- **PAGE EXCERPT**
§ §

From: Richard Wordingham
Message: 53176
Date: 2008-02-14
--- In cybalist@yahoogroups.com, Rick McCallister <gabaroo6958@...> wrote:
> --- Richard Wordingham <richard@...> wrote:
> > --- In cybalist@yahoogroups.com, "Brian M. Scott" wrote:
> > > Word stems with initial vowel are automatically
> > > preceded by
> > > a glottal stop: <aus> [?aUs] 'out', <beirren>
> > > [b@'?iR@...]
> > > 'disconcert', <enteisen> [Ent'?aIz@...] 'de-ice,
> > > defrost' (where <be-> and <ent-> are prefixes).
> > The prediction depends on identifying morpheme or
> > syllable boundaries.
> > What happens when morpheme boundaries become
> > obscured as words go out
> > of use?
> Can you give me an e-xample bef-ore my thoughts go
> aw-ry? I don't want to be misl-ed.

§ §

- **STATED TASK 1**
Which lines of the rows below contain the word "storefront"? List each of those lines in full, treating case as significant.

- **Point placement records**
§ §

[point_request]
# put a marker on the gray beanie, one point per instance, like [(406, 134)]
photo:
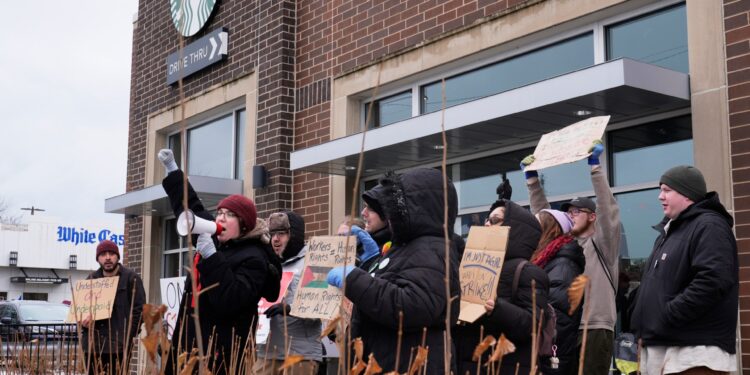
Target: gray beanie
[(686, 180)]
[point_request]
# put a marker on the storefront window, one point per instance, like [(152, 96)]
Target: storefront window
[(658, 38), (640, 154), (389, 110), (535, 66)]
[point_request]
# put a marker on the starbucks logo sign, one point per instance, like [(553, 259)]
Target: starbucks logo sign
[(189, 16)]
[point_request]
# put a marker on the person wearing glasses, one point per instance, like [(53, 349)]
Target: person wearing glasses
[(596, 226), (233, 270), (289, 335)]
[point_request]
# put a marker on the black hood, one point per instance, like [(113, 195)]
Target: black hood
[(525, 231), (414, 204), (296, 236)]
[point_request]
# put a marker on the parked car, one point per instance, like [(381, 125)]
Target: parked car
[(29, 320)]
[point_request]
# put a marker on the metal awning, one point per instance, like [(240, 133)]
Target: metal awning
[(624, 88), (153, 201)]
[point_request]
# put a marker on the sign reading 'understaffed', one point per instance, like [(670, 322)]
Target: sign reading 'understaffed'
[(198, 55), (314, 298)]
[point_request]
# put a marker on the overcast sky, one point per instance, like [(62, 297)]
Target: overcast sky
[(65, 79)]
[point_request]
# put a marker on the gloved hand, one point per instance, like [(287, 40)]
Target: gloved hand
[(369, 246), (166, 157), (205, 246), (278, 309), (596, 149), (525, 163), (336, 275)]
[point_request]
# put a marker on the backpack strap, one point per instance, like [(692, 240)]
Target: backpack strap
[(517, 278)]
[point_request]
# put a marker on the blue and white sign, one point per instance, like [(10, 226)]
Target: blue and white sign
[(198, 55)]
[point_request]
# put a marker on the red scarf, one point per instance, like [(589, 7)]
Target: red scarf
[(550, 251), (197, 277)]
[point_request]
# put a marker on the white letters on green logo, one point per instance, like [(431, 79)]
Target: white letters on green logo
[(189, 16)]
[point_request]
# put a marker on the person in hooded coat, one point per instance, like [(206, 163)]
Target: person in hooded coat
[(239, 260), (561, 257), (510, 315), (410, 277), (302, 336)]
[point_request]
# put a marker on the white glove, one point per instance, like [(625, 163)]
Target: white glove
[(166, 157), (205, 245)]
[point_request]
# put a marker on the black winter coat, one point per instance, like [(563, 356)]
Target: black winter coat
[(245, 270), (109, 333), (689, 290), (512, 317), (567, 264), (410, 278)]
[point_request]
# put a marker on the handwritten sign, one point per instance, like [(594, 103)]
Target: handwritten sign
[(480, 268), (314, 298), (569, 144), (172, 289), (94, 298)]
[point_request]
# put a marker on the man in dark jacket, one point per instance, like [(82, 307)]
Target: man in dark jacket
[(410, 277), (510, 314), (112, 339), (238, 265), (686, 308)]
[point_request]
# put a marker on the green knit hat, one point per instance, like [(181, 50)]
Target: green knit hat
[(686, 180)]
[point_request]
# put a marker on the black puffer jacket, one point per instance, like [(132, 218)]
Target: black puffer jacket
[(411, 276), (109, 333), (567, 264), (512, 317), (689, 290), (245, 270)]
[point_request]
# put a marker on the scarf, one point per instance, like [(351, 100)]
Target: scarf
[(550, 251)]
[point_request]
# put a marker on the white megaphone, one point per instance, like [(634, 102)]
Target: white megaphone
[(197, 225)]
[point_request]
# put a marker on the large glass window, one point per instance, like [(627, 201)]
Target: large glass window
[(215, 148), (640, 154), (538, 65), (389, 110), (658, 38)]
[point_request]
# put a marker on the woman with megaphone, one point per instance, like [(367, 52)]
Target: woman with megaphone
[(235, 265)]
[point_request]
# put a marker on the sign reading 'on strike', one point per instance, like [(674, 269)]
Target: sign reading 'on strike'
[(93, 298)]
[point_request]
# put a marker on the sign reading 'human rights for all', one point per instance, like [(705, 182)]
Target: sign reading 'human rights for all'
[(93, 298), (569, 144), (314, 298), (480, 268), (198, 55)]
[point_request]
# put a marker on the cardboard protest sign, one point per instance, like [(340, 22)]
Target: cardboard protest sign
[(172, 289), (314, 298), (480, 268), (261, 333), (93, 298), (569, 144)]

§ §

- **STATED TASK 2**
Return the whole message about glottal stops, word for word.

- **FULL SOLUTION 1**
# put a marker on the storefront window, one point per instance, like [(152, 96)]
Target: storefront window

- **FULL SOLUTION 2**
From: Richard Wordingham
Message: 53176
Date: 2008-02-14
--- In cybalist@yahoogroups.com, Rick McCallister <gabaroo6958@...> wrote:
> --- Richard Wordingham <richard@...> wrote:
> > --- In cybalist@yahoogroups.com, "Brian M. Scott" wrote:
> > > Word stems with initial vowel are automatically
> > > preceded by
> > > a glottal stop: <aus> [?aUs] 'out', <beirren>
> > > [b@'?iR@...]
> > > 'disconcert', <enteisen> [Ent'?aIz@...] 'de-ice,
> > > defrost' (where <be-> and <ent-> are prefixes).
> > The prediction depends on identifying morpheme or
> > syllable boundaries.
> > What happens when morpheme boundaries become
> > obscured as words go out
> > of use?
> Can you give me an e-xample bef-ore my thoughts go
> aw-ry? I don't want to be misl-ed.